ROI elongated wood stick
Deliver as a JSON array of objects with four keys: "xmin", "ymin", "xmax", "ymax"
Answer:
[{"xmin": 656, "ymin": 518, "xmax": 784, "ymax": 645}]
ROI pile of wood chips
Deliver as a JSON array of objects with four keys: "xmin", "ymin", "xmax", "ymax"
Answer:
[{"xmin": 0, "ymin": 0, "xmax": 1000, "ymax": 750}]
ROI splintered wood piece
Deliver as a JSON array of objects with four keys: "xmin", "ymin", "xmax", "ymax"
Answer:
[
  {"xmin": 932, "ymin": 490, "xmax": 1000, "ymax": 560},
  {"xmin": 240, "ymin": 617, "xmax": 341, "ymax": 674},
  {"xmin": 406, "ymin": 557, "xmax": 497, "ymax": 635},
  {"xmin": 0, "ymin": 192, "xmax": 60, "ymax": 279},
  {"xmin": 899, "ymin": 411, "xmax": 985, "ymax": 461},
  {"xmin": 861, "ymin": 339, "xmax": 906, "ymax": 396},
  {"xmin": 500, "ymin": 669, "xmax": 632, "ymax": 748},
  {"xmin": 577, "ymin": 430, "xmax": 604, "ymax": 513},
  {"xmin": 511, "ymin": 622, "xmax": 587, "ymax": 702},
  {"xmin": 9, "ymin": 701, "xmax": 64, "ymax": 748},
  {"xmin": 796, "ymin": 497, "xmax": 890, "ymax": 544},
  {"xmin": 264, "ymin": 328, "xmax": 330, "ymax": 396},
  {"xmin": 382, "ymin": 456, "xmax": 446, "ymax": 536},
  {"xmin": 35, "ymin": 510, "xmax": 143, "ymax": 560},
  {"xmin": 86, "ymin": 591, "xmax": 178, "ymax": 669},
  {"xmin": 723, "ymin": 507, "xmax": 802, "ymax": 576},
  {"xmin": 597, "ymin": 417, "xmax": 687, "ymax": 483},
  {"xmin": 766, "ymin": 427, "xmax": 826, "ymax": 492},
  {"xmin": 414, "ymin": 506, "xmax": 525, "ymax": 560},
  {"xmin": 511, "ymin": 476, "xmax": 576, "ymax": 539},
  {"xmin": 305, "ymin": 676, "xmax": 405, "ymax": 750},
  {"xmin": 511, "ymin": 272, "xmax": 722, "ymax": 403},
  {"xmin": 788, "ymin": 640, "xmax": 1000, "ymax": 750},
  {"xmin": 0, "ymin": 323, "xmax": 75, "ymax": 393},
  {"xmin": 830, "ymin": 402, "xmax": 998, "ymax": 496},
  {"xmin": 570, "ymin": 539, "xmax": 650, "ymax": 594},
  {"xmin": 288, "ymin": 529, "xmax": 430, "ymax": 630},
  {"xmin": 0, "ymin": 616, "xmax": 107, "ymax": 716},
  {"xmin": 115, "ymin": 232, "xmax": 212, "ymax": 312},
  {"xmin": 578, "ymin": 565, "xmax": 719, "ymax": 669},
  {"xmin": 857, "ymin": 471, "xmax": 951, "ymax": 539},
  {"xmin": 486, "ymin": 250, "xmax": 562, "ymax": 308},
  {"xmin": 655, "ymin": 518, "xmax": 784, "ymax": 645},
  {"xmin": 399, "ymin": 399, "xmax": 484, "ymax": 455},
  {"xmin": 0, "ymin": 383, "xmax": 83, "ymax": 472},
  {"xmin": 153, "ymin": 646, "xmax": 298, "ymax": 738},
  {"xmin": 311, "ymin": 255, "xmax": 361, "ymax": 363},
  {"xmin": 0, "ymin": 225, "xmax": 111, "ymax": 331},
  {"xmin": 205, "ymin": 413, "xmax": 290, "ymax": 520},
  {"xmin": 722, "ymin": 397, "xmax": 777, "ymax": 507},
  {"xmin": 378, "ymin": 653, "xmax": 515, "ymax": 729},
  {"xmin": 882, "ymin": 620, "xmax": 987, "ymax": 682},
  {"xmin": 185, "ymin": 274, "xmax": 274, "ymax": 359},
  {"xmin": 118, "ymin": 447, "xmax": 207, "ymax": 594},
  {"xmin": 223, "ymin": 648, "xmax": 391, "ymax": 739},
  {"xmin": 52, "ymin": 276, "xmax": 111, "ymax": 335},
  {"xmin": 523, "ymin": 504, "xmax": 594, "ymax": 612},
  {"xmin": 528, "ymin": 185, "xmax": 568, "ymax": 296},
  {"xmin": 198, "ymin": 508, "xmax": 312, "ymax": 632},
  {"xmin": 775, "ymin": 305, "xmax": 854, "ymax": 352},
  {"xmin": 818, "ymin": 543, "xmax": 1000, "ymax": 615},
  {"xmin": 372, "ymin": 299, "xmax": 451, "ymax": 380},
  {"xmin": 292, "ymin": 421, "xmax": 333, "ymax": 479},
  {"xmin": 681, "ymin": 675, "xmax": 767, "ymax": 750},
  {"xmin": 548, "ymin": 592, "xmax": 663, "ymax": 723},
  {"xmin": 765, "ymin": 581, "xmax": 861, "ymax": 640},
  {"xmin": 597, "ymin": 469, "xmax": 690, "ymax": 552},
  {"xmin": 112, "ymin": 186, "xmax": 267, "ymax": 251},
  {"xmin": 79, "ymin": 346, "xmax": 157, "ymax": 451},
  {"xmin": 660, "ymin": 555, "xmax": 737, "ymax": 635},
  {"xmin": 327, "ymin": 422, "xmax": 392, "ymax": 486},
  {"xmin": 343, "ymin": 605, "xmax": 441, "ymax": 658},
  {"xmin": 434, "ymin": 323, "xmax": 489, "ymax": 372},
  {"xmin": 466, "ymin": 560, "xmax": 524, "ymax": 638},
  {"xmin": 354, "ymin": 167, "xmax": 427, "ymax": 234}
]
****************
**Instructions for the task**
Reproduce every one of the records above character for character, changing nothing.

**Solution**
ROI elongated wood stick
Deliver as a JSON array of objects with four keys: "xmin", "ymin", "xmax", "ymax"
Answer:
[{"xmin": 656, "ymin": 518, "xmax": 784, "ymax": 645}]
ROI pile of wood chips
Deliver as a JSON array of objects with four keys: "xmin", "ymin", "xmax", "ymax"
Answer:
[{"xmin": 0, "ymin": 0, "xmax": 1000, "ymax": 750}]
ROI splintered wood piece
Deliver as a JSON array of objects with four keys: "xmin", "ymin", "xmax", "ymax"
Answer:
[
  {"xmin": 932, "ymin": 490, "xmax": 1000, "ymax": 560},
  {"xmin": 240, "ymin": 617, "xmax": 341, "ymax": 674},
  {"xmin": 406, "ymin": 557, "xmax": 497, "ymax": 635},
  {"xmin": 0, "ymin": 192, "xmax": 60, "ymax": 279},
  {"xmin": 899, "ymin": 411, "xmax": 985, "ymax": 461},
  {"xmin": 861, "ymin": 339, "xmax": 906, "ymax": 396},
  {"xmin": 500, "ymin": 669, "xmax": 632, "ymax": 748},
  {"xmin": 577, "ymin": 430, "xmax": 604, "ymax": 513},
  {"xmin": 511, "ymin": 622, "xmax": 587, "ymax": 702},
  {"xmin": 9, "ymin": 701, "xmax": 64, "ymax": 748},
  {"xmin": 796, "ymin": 497, "xmax": 890, "ymax": 544},
  {"xmin": 264, "ymin": 328, "xmax": 330, "ymax": 396},
  {"xmin": 382, "ymin": 456, "xmax": 446, "ymax": 536},
  {"xmin": 35, "ymin": 510, "xmax": 143, "ymax": 560},
  {"xmin": 86, "ymin": 591, "xmax": 178, "ymax": 669},
  {"xmin": 723, "ymin": 507, "xmax": 802, "ymax": 576},
  {"xmin": 597, "ymin": 417, "xmax": 687, "ymax": 483},
  {"xmin": 766, "ymin": 427, "xmax": 826, "ymax": 492},
  {"xmin": 414, "ymin": 506, "xmax": 525, "ymax": 560},
  {"xmin": 511, "ymin": 476, "xmax": 576, "ymax": 539},
  {"xmin": 305, "ymin": 676, "xmax": 405, "ymax": 750},
  {"xmin": 511, "ymin": 272, "xmax": 722, "ymax": 403},
  {"xmin": 788, "ymin": 640, "xmax": 1000, "ymax": 750},
  {"xmin": 0, "ymin": 323, "xmax": 75, "ymax": 393},
  {"xmin": 830, "ymin": 402, "xmax": 998, "ymax": 496},
  {"xmin": 570, "ymin": 539, "xmax": 650, "ymax": 594},
  {"xmin": 288, "ymin": 529, "xmax": 430, "ymax": 630},
  {"xmin": 0, "ymin": 616, "xmax": 107, "ymax": 716},
  {"xmin": 115, "ymin": 232, "xmax": 212, "ymax": 312},
  {"xmin": 578, "ymin": 565, "xmax": 719, "ymax": 669},
  {"xmin": 857, "ymin": 471, "xmax": 951, "ymax": 539},
  {"xmin": 486, "ymin": 250, "xmax": 562, "ymax": 308},
  {"xmin": 655, "ymin": 518, "xmax": 784, "ymax": 645},
  {"xmin": 399, "ymin": 399, "xmax": 484, "ymax": 455},
  {"xmin": 0, "ymin": 383, "xmax": 83, "ymax": 472},
  {"xmin": 153, "ymin": 646, "xmax": 298, "ymax": 738},
  {"xmin": 311, "ymin": 255, "xmax": 361, "ymax": 363},
  {"xmin": 0, "ymin": 225, "xmax": 111, "ymax": 331},
  {"xmin": 205, "ymin": 413, "xmax": 290, "ymax": 520},
  {"xmin": 722, "ymin": 397, "xmax": 777, "ymax": 507},
  {"xmin": 378, "ymin": 653, "xmax": 515, "ymax": 729},
  {"xmin": 882, "ymin": 620, "xmax": 987, "ymax": 682},
  {"xmin": 185, "ymin": 274, "xmax": 274, "ymax": 359},
  {"xmin": 118, "ymin": 447, "xmax": 207, "ymax": 594},
  {"xmin": 223, "ymin": 648, "xmax": 391, "ymax": 739},
  {"xmin": 52, "ymin": 276, "xmax": 111, "ymax": 335},
  {"xmin": 523, "ymin": 504, "xmax": 594, "ymax": 612},
  {"xmin": 528, "ymin": 185, "xmax": 568, "ymax": 296},
  {"xmin": 198, "ymin": 508, "xmax": 312, "ymax": 632},
  {"xmin": 775, "ymin": 305, "xmax": 854, "ymax": 352},
  {"xmin": 818, "ymin": 543, "xmax": 1000, "ymax": 615},
  {"xmin": 372, "ymin": 299, "xmax": 451, "ymax": 380},
  {"xmin": 292, "ymin": 421, "xmax": 333, "ymax": 479},
  {"xmin": 681, "ymin": 675, "xmax": 767, "ymax": 750},
  {"xmin": 548, "ymin": 592, "xmax": 663, "ymax": 723},
  {"xmin": 765, "ymin": 581, "xmax": 861, "ymax": 640},
  {"xmin": 597, "ymin": 469, "xmax": 690, "ymax": 552},
  {"xmin": 112, "ymin": 186, "xmax": 267, "ymax": 251},
  {"xmin": 79, "ymin": 346, "xmax": 157, "ymax": 451},
  {"xmin": 660, "ymin": 555, "xmax": 737, "ymax": 635},
  {"xmin": 327, "ymin": 422, "xmax": 392, "ymax": 486},
  {"xmin": 343, "ymin": 605, "xmax": 441, "ymax": 658},
  {"xmin": 434, "ymin": 323, "xmax": 489, "ymax": 372},
  {"xmin": 466, "ymin": 560, "xmax": 524, "ymax": 638},
  {"xmin": 354, "ymin": 167, "xmax": 427, "ymax": 234}
]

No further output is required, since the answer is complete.